▸ **What you have to do**
Copy out the stretch of the material from the line containing "target | car headlight" through the line containing "column 65, row 89", both included, reproducing each line verbatim.

▸ **Stored data**
☆ ☆ ☆

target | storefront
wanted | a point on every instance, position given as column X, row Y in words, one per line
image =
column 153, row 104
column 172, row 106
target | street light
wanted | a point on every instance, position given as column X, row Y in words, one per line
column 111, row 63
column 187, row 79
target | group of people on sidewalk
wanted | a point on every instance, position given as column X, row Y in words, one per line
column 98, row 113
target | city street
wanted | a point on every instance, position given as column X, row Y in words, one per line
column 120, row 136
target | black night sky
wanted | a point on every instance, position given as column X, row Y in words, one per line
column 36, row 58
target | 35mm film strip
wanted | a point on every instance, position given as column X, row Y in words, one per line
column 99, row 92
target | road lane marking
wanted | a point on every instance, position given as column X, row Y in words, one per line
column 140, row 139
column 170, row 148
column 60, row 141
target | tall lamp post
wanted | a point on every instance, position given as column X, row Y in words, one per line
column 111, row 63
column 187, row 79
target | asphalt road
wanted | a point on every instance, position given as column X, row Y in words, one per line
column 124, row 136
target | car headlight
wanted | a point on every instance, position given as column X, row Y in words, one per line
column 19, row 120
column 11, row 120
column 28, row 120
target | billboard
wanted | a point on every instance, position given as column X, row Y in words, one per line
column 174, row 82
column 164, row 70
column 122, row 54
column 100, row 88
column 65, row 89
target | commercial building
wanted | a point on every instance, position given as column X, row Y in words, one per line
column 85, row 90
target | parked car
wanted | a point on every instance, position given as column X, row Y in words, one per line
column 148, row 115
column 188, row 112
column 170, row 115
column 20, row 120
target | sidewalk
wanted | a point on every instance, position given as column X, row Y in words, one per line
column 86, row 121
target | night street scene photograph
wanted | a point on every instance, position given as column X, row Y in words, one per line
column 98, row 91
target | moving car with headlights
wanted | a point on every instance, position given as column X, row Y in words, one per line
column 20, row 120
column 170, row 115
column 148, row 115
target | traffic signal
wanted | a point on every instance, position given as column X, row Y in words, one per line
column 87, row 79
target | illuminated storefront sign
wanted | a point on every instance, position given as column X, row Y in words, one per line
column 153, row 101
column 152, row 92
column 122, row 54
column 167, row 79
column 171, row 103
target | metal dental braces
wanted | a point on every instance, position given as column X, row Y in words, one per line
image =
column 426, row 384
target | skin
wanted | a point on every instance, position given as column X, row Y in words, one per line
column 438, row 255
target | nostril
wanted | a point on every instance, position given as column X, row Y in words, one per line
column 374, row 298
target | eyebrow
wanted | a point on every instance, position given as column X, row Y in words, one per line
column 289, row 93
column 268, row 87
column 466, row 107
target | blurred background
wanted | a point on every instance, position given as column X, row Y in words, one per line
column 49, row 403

☆ ☆ ☆

▸ **Finished exercise**
target | car headlight
wanted | a point on every instance, position given as column X, row Y in words, one per line
column 19, row 120
column 11, row 120
column 28, row 120
target | billboard
wanted | a point on every instance, position given as column X, row Y in words, one per line
column 174, row 82
column 164, row 70
column 122, row 54
column 100, row 88
column 65, row 89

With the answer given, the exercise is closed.